> [Passage extrait]

========================================

Navigation, but et cap

La métaphore de la navigation est régulièrement convoquée pour dire l’expérience de la vie. Ce n’est certainement pas sans raison. Voilà une jeune femme dont on peut dire qu’elle navigue, à vue certes, mais aussi parfois en perdant de vue ce qu’elle cherche, et se tenant dans cette absence. Naviguer c’est bien ne pas toujours s’en tenir à une ligne droite, tout en gardant quelque chose comme un cap ; c’est prendre la mesure de vents ou de courants contraires, qui vous déportent, et vous éloignent même de ce cap ou de du but. Encore faudrait-il dire qu’il ne s’agit pas seulement de savoir qu’il y a un cap tout en constatant qu’il est nécessaire de faire des détours : on retrouverait-là le motif d’un sujet stratège, en course, dont le seul but serait d’atteindre le but, qui ajusterait les moyens en fonction des circonstances, en fonction des obstacles, toujours calculant au mieux ou ne perdant pas ce but de vue.

Avoir un cap pourtant, se tenir à un cap, est autre chose : le cap lui-même peut changer, évoluer, comme en témoigne sa résolution pour la médecine générale ; le cap et ce que l’on tient pour le but, bouge lui même et invite la personne à « imaginer » autre chose, à s’imaginer autrement. Se fixer sur un but déterminé, c’est demeurer aussi aveugle : « c’est ceci et pas autre chose, même pas attentif aux forces autres qui vous transforment, plus la peine de s’en occuper, vu qu’on y tient ». A l’inverse, le cap s’abstrait, se détache d’un but particulier tout en s’ancrant mieux pourtant dans l’activité présente : la médecine, les médecins, la généraliste, la réanimatrice ; la frayeur devant les corps ; ici, à l’hôpital, là-bas, au Maroc, avec d’autres malades. Cap lointain et mobile, qui se charge d’expériences diverses. Lien d’une grande capacité d’abstraction et de lieux déterminés, qui prennent sens. Mon désir de philosophie, désormais sans but, désormais plus ouvert et lié à ces riens, que je trouve ici ou là, que je tâche de restituer.

========================================

Enregistrements extraits d'une collection:
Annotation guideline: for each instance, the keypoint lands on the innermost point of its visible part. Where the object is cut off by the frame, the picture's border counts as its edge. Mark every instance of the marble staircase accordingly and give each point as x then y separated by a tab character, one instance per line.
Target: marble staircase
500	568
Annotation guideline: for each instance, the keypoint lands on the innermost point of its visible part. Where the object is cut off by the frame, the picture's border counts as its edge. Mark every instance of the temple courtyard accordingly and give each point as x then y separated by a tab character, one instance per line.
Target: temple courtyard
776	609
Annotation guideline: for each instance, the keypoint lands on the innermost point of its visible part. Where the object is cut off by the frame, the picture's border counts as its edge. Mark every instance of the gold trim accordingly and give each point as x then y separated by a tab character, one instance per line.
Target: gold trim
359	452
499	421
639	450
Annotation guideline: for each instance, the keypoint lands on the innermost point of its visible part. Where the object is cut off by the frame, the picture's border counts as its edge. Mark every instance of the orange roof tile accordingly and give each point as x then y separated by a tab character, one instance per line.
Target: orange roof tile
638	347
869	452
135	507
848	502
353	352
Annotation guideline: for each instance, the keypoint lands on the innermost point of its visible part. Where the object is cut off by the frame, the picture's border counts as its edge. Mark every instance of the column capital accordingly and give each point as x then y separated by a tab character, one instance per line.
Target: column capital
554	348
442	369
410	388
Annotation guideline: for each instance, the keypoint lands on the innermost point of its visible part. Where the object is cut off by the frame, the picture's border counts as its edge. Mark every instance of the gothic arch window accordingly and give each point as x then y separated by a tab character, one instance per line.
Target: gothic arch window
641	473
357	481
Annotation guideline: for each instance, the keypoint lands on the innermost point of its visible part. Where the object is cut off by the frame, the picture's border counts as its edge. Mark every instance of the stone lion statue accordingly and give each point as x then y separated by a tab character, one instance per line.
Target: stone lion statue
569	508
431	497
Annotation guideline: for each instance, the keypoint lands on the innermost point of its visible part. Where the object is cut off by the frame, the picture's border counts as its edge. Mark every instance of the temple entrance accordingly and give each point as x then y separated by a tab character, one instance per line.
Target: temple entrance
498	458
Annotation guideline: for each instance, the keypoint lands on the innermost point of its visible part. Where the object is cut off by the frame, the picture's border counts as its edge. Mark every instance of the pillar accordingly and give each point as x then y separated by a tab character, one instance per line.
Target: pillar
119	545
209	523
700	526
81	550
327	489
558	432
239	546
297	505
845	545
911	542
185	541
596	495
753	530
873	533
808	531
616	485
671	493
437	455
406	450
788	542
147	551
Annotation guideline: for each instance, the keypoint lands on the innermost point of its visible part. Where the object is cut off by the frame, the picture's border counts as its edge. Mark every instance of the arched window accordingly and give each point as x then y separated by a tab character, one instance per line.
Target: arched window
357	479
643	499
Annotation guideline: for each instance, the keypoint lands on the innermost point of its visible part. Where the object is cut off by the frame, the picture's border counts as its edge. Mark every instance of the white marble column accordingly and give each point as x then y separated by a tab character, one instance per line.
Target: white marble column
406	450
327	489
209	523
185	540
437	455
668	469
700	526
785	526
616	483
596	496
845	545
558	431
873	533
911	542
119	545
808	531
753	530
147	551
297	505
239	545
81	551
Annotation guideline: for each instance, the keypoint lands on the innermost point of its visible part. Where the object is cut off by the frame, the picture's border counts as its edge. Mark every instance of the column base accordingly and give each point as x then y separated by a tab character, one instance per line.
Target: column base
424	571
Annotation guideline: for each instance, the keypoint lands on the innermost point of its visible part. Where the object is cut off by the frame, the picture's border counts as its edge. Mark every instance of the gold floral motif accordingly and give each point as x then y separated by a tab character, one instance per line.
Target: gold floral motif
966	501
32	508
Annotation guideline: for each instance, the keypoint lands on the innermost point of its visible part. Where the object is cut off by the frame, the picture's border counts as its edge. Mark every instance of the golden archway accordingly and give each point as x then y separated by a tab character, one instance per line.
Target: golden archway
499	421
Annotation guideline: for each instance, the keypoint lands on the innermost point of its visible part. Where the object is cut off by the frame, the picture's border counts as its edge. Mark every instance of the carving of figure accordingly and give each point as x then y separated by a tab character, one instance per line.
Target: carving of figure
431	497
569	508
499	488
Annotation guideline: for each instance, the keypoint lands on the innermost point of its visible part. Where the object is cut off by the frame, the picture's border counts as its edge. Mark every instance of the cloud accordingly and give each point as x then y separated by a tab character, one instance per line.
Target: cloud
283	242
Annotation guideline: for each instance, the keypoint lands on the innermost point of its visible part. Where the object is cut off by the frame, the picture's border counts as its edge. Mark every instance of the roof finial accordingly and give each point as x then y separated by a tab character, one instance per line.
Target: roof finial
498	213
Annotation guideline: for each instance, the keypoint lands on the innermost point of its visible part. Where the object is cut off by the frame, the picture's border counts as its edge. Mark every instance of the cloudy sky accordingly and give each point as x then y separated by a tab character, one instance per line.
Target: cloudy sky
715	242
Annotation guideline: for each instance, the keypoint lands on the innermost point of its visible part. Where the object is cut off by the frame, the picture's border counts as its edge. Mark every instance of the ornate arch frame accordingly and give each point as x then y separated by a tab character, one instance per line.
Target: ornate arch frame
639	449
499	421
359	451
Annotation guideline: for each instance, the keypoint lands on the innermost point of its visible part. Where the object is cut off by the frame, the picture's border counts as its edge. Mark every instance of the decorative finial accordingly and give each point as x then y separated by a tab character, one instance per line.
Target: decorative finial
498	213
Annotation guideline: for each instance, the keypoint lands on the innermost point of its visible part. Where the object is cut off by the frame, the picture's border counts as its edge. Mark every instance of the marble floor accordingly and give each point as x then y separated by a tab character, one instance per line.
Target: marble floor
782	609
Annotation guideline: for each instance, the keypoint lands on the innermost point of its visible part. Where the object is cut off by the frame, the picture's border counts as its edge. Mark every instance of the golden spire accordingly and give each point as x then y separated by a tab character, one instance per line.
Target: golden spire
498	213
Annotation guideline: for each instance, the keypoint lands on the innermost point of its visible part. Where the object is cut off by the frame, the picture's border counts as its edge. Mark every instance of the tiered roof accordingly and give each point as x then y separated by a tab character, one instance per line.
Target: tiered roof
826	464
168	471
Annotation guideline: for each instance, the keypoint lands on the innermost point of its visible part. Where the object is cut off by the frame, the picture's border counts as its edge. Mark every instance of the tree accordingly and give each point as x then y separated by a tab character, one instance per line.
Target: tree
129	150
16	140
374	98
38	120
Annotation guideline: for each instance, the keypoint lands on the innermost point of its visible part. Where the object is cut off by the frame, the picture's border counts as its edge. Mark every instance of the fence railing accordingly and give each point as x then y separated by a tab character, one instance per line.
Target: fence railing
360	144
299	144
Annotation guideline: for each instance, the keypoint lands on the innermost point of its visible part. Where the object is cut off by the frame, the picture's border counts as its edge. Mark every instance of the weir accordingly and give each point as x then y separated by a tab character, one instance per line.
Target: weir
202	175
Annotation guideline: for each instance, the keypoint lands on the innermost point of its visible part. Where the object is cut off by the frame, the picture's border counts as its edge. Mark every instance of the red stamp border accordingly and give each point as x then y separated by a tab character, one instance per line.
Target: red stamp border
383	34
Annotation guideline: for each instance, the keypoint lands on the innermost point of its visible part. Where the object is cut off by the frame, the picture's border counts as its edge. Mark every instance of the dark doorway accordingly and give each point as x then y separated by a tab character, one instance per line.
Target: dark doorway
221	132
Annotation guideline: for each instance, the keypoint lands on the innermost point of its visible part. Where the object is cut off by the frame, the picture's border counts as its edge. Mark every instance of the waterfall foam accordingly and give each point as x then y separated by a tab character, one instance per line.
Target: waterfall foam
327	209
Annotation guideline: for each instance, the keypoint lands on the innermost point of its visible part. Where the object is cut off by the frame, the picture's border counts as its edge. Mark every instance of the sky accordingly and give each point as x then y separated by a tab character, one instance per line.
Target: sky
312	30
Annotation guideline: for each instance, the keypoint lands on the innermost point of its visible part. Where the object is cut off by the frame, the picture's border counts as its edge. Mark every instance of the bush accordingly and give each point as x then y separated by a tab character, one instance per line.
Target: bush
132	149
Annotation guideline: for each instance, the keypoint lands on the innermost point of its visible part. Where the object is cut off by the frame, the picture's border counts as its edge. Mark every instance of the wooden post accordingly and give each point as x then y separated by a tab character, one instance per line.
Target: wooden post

========================================

> [Consigne]
Répondez à ces questions sur le passage extrait :
1. Quelle métaphore est régulièrement convoquée pour dire l'expérience de la vie ?
2. Quelle résolution de la jeune femme témoigne que le cap peut changer ?
3. Quel pays est nommé parmi les lieux où le cap s'ancre dans l'activité présente ?

> [Réponse]
1. La métaphore de la navigation.
2. Sa résolution pour la médecine générale.
3. Le Maroc.